(Material for this exercise)

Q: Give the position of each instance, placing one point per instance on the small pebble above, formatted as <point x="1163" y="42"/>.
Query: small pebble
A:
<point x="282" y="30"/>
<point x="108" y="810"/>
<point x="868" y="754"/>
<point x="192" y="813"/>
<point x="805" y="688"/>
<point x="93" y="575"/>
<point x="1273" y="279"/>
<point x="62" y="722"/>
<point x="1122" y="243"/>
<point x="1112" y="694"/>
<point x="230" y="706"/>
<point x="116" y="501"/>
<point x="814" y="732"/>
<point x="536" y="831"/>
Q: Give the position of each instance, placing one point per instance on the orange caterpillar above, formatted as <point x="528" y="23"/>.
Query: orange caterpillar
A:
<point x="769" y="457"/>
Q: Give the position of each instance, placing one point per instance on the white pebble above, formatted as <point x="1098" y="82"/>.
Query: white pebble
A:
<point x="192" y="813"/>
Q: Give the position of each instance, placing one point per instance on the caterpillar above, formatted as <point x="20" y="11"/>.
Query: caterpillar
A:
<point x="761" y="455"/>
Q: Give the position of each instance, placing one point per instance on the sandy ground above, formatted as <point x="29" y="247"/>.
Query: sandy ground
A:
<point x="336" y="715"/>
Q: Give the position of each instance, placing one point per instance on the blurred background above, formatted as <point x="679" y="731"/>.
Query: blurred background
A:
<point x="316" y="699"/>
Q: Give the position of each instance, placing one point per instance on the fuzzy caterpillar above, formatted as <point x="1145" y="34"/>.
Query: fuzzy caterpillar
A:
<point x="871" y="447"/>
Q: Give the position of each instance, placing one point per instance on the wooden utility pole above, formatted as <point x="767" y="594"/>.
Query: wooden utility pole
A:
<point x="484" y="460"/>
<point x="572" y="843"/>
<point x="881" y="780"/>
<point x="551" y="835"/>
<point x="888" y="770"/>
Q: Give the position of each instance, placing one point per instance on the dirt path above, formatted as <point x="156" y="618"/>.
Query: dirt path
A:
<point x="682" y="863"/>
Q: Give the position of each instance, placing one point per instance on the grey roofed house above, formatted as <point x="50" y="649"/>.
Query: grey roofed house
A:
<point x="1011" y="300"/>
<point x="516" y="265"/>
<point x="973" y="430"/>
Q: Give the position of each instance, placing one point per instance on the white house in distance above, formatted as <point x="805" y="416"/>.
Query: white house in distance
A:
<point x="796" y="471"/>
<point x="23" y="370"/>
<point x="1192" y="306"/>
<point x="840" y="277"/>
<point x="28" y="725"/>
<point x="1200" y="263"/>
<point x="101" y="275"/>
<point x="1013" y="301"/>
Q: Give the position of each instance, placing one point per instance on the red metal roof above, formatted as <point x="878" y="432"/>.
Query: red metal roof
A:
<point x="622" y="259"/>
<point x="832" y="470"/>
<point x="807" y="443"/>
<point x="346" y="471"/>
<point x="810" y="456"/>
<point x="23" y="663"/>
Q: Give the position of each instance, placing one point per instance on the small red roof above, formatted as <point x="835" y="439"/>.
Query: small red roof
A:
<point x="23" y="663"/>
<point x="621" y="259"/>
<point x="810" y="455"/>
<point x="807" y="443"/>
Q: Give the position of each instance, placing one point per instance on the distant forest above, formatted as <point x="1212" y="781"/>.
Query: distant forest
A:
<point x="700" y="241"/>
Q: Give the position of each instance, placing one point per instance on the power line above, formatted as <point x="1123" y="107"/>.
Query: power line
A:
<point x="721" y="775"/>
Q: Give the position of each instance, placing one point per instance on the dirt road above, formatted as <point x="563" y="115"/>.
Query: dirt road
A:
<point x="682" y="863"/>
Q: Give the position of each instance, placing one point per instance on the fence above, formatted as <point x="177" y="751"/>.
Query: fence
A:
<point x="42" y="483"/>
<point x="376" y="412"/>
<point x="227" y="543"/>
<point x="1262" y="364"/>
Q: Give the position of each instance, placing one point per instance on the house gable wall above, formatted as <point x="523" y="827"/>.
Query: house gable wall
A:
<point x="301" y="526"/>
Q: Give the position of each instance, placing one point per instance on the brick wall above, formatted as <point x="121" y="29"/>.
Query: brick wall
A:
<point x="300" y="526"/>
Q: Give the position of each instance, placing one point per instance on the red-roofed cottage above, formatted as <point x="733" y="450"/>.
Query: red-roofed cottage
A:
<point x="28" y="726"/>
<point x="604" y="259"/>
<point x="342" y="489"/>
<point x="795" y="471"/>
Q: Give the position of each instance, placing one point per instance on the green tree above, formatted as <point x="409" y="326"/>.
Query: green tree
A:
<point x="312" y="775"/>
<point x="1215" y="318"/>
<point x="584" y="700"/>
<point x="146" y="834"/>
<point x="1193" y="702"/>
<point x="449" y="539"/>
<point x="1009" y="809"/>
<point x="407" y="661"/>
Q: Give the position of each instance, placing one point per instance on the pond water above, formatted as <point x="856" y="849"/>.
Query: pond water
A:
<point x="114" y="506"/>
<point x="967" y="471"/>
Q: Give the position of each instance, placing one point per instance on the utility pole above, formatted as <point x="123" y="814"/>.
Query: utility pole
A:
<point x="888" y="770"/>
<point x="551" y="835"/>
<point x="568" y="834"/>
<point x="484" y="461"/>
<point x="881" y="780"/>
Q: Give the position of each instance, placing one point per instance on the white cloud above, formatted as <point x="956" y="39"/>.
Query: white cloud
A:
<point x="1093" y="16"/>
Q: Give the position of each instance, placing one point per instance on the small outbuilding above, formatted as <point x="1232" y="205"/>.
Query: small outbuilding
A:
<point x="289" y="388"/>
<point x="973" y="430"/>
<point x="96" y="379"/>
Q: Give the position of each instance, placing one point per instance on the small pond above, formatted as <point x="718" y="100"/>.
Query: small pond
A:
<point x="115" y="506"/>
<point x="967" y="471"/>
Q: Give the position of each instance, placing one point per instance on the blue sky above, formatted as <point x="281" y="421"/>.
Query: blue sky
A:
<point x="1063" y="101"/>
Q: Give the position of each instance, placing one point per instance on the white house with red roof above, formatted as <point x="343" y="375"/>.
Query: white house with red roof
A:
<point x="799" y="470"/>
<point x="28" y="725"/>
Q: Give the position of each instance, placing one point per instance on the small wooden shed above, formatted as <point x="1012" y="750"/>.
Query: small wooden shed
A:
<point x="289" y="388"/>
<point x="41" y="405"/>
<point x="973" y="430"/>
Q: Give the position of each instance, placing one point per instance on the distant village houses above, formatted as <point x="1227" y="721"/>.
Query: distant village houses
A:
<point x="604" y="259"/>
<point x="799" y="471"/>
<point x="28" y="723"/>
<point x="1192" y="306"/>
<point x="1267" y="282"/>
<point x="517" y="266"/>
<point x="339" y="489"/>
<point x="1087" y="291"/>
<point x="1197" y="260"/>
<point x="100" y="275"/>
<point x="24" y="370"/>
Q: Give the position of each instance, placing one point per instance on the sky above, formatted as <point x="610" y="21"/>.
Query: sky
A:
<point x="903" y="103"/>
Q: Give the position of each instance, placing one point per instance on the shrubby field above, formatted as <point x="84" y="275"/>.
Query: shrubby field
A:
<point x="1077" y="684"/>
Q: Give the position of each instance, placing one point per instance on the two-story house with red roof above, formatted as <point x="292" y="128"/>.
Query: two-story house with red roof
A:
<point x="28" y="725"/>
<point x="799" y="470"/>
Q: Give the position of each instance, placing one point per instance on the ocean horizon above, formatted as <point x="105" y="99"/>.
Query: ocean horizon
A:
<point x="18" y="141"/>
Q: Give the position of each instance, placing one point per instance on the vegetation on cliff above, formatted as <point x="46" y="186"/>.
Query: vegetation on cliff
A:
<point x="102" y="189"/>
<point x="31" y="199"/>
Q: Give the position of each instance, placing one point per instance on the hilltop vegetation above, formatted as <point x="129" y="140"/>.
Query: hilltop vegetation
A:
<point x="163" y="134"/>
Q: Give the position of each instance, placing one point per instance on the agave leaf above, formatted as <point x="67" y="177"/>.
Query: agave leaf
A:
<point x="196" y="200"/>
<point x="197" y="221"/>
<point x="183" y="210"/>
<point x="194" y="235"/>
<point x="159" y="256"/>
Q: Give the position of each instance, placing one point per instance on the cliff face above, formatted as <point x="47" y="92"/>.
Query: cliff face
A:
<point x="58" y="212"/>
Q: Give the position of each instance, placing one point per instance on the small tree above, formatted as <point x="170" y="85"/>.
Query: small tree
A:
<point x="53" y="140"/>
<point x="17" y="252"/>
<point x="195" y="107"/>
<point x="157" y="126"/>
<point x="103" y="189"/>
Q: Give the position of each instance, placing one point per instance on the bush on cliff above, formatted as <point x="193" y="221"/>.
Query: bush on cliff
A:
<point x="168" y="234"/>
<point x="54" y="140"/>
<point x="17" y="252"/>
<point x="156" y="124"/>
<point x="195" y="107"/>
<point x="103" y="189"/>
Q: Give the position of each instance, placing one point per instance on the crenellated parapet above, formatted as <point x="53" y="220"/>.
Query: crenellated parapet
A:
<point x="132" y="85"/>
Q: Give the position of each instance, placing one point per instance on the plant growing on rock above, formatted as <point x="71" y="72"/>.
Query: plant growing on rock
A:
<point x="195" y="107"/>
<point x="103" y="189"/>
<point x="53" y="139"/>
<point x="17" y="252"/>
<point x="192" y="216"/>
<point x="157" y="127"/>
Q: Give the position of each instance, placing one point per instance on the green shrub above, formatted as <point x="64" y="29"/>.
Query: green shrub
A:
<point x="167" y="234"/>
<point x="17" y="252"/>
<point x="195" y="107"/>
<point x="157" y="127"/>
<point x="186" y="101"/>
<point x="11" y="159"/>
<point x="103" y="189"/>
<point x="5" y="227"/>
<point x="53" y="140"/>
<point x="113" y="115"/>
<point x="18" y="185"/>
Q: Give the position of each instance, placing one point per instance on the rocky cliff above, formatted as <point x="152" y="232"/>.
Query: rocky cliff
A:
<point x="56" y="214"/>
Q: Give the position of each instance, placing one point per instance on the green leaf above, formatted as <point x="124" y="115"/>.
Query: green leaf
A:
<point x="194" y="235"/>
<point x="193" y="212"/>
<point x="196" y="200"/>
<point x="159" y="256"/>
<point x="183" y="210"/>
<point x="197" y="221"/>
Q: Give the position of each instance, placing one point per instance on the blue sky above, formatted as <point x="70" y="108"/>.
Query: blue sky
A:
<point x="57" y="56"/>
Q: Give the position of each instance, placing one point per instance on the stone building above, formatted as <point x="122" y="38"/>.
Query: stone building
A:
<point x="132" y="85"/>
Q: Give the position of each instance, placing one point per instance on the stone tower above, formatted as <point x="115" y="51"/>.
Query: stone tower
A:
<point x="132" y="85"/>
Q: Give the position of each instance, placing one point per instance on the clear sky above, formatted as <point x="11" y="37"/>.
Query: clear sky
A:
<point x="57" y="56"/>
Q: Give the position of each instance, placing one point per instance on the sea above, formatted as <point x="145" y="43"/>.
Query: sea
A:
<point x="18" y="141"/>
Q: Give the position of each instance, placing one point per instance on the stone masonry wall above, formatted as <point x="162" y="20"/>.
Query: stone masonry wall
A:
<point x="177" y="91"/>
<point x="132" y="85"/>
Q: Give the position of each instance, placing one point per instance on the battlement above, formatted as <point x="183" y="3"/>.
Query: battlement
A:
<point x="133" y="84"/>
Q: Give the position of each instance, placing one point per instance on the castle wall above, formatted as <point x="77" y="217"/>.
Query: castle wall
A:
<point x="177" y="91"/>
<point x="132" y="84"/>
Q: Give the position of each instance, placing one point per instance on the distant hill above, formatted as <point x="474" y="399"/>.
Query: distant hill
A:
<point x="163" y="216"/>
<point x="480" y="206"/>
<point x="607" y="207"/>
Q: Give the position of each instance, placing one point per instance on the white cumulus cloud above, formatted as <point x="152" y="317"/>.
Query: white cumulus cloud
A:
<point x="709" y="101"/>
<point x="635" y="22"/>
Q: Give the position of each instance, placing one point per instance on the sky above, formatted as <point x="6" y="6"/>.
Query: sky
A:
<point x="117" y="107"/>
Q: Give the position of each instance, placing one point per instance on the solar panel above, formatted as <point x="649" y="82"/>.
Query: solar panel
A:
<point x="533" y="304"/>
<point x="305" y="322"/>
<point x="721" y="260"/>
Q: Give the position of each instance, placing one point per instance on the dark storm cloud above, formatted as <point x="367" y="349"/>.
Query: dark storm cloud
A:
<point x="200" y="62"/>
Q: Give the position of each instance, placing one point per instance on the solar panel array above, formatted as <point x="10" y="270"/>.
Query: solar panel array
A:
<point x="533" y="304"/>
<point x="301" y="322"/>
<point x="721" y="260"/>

(End Material for this exercise)

From the entries, copy every line in which the string "fuzzy" can be found.

# [Answer space]
Q: Give the position of each instance, placing one point per instance on the fuzzy caterpillar above, formatted as <point x="1145" y="34"/>.
Query: fuzzy caterpillar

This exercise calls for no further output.